▼▼▼

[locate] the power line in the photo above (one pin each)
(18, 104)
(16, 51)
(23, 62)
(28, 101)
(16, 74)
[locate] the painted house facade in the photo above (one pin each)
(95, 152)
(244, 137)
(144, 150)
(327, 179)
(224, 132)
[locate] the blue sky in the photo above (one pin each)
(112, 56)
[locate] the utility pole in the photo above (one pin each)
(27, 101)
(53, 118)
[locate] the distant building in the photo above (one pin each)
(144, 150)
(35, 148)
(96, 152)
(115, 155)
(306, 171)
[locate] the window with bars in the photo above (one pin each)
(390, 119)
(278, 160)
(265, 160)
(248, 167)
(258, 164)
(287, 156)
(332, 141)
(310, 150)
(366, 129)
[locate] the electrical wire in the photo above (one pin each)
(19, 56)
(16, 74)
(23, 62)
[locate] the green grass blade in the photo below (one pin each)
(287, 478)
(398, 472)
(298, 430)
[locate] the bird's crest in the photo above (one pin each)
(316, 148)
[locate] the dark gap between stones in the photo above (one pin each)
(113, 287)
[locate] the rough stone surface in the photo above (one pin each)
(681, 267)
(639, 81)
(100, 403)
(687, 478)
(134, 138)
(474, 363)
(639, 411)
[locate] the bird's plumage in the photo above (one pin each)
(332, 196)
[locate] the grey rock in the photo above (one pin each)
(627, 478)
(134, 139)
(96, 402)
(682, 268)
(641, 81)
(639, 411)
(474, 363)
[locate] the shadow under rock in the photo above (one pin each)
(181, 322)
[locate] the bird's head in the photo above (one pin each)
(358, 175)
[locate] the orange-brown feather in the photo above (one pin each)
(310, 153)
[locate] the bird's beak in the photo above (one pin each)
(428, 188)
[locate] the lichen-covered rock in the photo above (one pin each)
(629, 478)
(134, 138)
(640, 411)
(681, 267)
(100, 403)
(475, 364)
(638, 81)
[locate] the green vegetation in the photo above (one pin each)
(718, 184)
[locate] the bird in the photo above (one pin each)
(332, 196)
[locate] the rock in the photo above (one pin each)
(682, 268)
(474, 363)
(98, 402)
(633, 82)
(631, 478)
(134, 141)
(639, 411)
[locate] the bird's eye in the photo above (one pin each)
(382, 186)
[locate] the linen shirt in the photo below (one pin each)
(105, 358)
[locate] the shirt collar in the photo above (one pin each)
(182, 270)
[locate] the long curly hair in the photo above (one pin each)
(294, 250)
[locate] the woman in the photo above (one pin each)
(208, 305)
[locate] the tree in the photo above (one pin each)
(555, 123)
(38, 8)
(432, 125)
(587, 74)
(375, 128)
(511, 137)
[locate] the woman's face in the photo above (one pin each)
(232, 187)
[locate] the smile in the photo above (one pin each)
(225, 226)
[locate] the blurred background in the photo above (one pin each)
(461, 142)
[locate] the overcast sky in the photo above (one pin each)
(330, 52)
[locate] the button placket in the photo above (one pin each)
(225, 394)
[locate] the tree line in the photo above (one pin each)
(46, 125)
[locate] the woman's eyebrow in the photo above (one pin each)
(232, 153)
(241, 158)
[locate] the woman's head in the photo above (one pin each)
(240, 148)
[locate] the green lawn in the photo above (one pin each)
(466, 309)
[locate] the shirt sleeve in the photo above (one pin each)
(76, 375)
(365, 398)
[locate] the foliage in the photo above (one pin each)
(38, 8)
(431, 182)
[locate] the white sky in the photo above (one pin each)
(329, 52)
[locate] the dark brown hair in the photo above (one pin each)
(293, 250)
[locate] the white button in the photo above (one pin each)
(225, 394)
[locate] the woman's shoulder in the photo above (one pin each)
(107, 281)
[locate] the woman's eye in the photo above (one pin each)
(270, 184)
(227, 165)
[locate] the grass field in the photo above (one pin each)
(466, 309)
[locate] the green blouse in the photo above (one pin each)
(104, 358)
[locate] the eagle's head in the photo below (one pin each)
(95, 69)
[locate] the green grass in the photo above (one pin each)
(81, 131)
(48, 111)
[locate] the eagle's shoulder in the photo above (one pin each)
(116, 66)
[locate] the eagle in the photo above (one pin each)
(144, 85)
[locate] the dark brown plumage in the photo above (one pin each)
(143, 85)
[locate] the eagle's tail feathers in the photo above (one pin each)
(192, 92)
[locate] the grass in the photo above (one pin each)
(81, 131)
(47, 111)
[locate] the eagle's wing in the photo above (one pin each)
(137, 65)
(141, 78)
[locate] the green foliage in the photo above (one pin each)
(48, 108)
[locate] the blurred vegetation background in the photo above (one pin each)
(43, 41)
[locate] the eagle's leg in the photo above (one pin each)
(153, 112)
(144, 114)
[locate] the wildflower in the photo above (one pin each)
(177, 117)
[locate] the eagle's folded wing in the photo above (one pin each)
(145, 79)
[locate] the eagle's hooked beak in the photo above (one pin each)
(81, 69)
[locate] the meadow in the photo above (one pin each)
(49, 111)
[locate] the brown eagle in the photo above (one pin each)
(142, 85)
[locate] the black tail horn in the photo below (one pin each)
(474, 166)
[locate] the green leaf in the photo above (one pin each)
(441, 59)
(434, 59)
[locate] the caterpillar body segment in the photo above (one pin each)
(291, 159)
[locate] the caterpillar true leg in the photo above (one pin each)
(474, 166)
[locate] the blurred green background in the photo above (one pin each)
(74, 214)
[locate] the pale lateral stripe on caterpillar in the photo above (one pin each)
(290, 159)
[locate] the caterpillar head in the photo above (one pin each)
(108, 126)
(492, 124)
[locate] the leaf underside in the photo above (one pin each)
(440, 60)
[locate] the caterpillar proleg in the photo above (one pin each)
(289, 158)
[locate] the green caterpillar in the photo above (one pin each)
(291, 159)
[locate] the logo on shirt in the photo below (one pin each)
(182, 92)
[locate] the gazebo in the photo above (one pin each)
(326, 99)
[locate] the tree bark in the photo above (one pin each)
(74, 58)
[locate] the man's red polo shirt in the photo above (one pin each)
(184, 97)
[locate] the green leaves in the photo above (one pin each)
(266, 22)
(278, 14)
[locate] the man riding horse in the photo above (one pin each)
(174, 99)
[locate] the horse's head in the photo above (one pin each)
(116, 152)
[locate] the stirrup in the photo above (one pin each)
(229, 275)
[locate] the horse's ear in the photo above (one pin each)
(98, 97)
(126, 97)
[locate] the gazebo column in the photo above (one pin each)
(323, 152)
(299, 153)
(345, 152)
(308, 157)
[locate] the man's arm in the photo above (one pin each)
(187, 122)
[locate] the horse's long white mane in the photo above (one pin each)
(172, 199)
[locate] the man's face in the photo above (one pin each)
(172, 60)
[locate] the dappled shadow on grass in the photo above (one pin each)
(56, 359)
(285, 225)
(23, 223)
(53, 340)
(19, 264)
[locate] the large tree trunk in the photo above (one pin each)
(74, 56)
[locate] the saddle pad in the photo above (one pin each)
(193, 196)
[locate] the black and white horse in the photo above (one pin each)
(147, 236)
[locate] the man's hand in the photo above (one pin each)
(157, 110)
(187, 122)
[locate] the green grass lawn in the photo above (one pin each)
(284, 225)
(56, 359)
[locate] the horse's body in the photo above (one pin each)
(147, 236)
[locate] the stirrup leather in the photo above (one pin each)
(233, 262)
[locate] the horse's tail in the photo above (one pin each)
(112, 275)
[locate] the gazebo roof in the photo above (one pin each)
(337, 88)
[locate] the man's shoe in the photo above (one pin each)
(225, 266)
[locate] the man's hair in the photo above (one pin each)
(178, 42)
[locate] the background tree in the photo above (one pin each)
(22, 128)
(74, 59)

▲▲▲

Exercise: Rewrite all of the data above with "one pin each" replaced by "one point each" wherever it occurs, and leave everything else unchanged.

Complete response:
[locate] the power line in the photo above (one point each)
(18, 104)
(16, 51)
(23, 62)
(28, 101)
(16, 74)
[locate] the painted house facade in the photo above (one point each)
(95, 152)
(244, 137)
(144, 150)
(327, 179)
(224, 132)
[locate] the blue sky in the photo above (one point each)
(112, 56)
[locate] the utility pole in the photo above (one point each)
(27, 101)
(53, 118)
[locate] the distant building in the photo above (one point each)
(144, 150)
(35, 148)
(96, 152)
(115, 155)
(306, 171)
[locate] the window with bars in the photo above (one point each)
(390, 119)
(278, 160)
(265, 160)
(248, 167)
(258, 164)
(287, 156)
(332, 141)
(310, 150)
(366, 129)
[locate] the electrical wire in the photo above (one point each)
(19, 56)
(16, 74)
(23, 62)
[locate] the green grass blade in the photo below (one point each)
(287, 478)
(398, 472)
(298, 430)
[locate] the bird's crest in the photo above (one point each)
(316, 148)
[locate] the dark gap between stones in the photo above (one point each)
(113, 287)
[locate] the rough stone surface in the photo above (one point each)
(681, 267)
(639, 81)
(100, 403)
(687, 478)
(134, 138)
(474, 363)
(639, 411)
[locate] the bird's plumage in the photo above (one point each)
(332, 196)
[locate] the grey rock in the photo above (one point each)
(627, 478)
(134, 139)
(96, 402)
(682, 268)
(641, 81)
(639, 411)
(474, 363)
[locate] the shadow under rock in the photo above (one point each)
(181, 322)
[locate] the bird's head in the photo above (one point each)
(358, 175)
[locate] the orange-brown feather in the photo above (one point each)
(310, 153)
[locate] the bird's beak in the photo above (one point each)
(428, 188)
[locate] the lichen-covered rock in the photo above (one point each)
(629, 478)
(134, 138)
(640, 411)
(681, 267)
(100, 403)
(475, 364)
(638, 81)
[locate] the green vegetation in the photo above (one point each)
(718, 184)
[locate] the bird in the photo above (one point each)
(332, 196)
[locate] the rock in the photo above (one point each)
(682, 268)
(474, 363)
(98, 402)
(633, 82)
(631, 478)
(134, 141)
(639, 411)
[locate] the bird's eye in the photo above (one point each)
(382, 186)
[locate] the linen shirt in the photo below (one point each)
(105, 358)
[locate] the shirt collar in the photo above (one point each)
(182, 270)
[locate] the long curly hair in the photo above (one point each)
(294, 250)
[locate] the woman in the photo above (one point each)
(208, 305)
[locate] the tree in the photo above (one point each)
(555, 123)
(38, 8)
(432, 125)
(587, 74)
(375, 128)
(511, 137)
[locate] the woman's face in the photo above (one point each)
(232, 187)
[locate] the smile in the photo above (one point each)
(225, 226)
[locate] the blurred background in the photo above (one point each)
(461, 142)
[locate] the overcast sky in the photo above (one point each)
(330, 52)
[locate] the button placket in the photo above (one point each)
(225, 394)
[locate] the tree line in the photo above (one point each)
(46, 125)
[locate] the woman's eyebrow in the photo above (one point each)
(232, 153)
(241, 158)
[locate] the woman's head in the photo above (one point each)
(240, 148)
[locate] the green lawn in the photo above (one point each)
(466, 309)
[locate] the shirt sleeve in the photo above (one point each)
(76, 375)
(365, 398)
[locate] the foliage in the photo above (one point each)
(38, 8)
(431, 182)
[locate] the white sky in the photo above (one point each)
(329, 52)
[locate] the dark brown hair in the photo above (one point each)
(293, 250)
[locate] the white button in the photo above (one point each)
(225, 394)
[locate] the woman's shoulder in the photo above (one point each)
(107, 281)
[locate] the woman's eye in the photo above (one point each)
(270, 184)
(227, 165)
[locate] the grass field in the photo above (one point each)
(466, 309)
[locate] the green blouse in the photo above (one point each)
(104, 358)
[locate] the eagle's head in the photo below (one point each)
(95, 69)
[locate] the green grass in the photo above (one point each)
(81, 131)
(48, 111)
[locate] the eagle's shoulder in the photo above (one point each)
(116, 66)
[locate] the eagle in the photo above (one point each)
(144, 85)
[locate] the dark brown plumage in the photo above (one point each)
(143, 85)
[locate] the eagle's tail feathers in the photo above (one point each)
(192, 92)
[locate] the grass in the photo above (one point each)
(81, 131)
(47, 111)
[locate] the eagle's wing in the photo above (one point each)
(137, 65)
(141, 78)
[locate] the green foliage in the photo above (one point each)
(48, 108)
[locate] the blurred vegetation background in the photo above (one point each)
(43, 41)
[locate] the eagle's leg in the photo above (one point each)
(153, 112)
(144, 114)
[locate] the wildflower in the photo above (one point each)
(177, 117)
[locate] the eagle's folded wing in the photo above (one point each)
(145, 79)
[locate] the eagle's hooked beak in the photo above (one point each)
(81, 69)
[locate] the meadow in the photo above (one point each)
(49, 111)
[locate] the brown eagle in the photo above (one point each)
(142, 85)
[locate] the black tail horn in the photo below (one point each)
(474, 166)
[locate] the green leaf in the photo above (one point each)
(441, 59)
(434, 59)
[locate] the caterpillar body segment in the photo above (one point each)
(291, 159)
[locate] the caterpillar true leg in the photo above (one point each)
(474, 166)
[locate] the blurred green background in the photo above (one point each)
(74, 214)
[locate] the pale lateral stripe on caterpillar in the photo above (one point each)
(290, 159)
[locate] the caterpillar head in the photo above (one point each)
(108, 126)
(492, 124)
[locate] the leaf underside in the photo above (one point each)
(440, 60)
[locate] the caterpillar proleg in the photo above (one point each)
(289, 158)
[locate] the green caterpillar in the photo above (one point each)
(291, 159)
[locate] the logo on shirt in the photo below (one point each)
(182, 92)
[locate] the gazebo in the photo above (one point each)
(326, 99)
[locate] the tree bark in the photo above (one point each)
(74, 58)
[locate] the man's red polo shirt in the photo above (one point each)
(184, 97)
[locate] the green leaves in the photo above (one point each)
(266, 22)
(278, 14)
[locate] the man riding horse in the photo above (one point each)
(174, 99)
[locate] the horse's head in the photo above (one point each)
(116, 152)
[locate] the stirrup in the photo above (one point each)
(229, 275)
[locate] the horse's ear in the photo above (one point each)
(98, 97)
(126, 97)
[locate] the gazebo column in the photo above (one point each)
(323, 152)
(299, 153)
(345, 152)
(308, 157)
[locate] the man's arm in the photo above (one point each)
(187, 122)
[locate] the horse's long white mane in the photo above (one point each)
(172, 199)
[locate] the man's face in the photo above (one point each)
(172, 60)
[locate] the dappled shadow on grass in the photo above (one point each)
(56, 359)
(285, 225)
(23, 223)
(53, 340)
(19, 264)
[locate] the large tree trunk in the photo above (one point each)
(74, 56)
[locate] the saddle pad in the photo above (one point each)
(193, 196)
[locate] the black and white horse in the photo above (one point each)
(147, 236)
[locate] the man's hand in the photo above (one point each)
(157, 110)
(187, 122)
[locate] the green grass lawn in the photo above (one point each)
(284, 225)
(56, 359)
[locate] the horse's body in the photo above (one point each)
(147, 236)
[locate] the stirrup leather in the photo above (one point each)
(233, 262)
[locate] the horse's tail in the photo above (one point each)
(112, 275)
[locate] the gazebo roof in the photo above (one point each)
(337, 88)
[locate] the man's shoe in the photo above (one point each)
(225, 266)
[locate] the man's hair in the photo above (one point each)
(178, 42)
[locate] the background tree in the photo above (one point each)
(22, 128)
(74, 59)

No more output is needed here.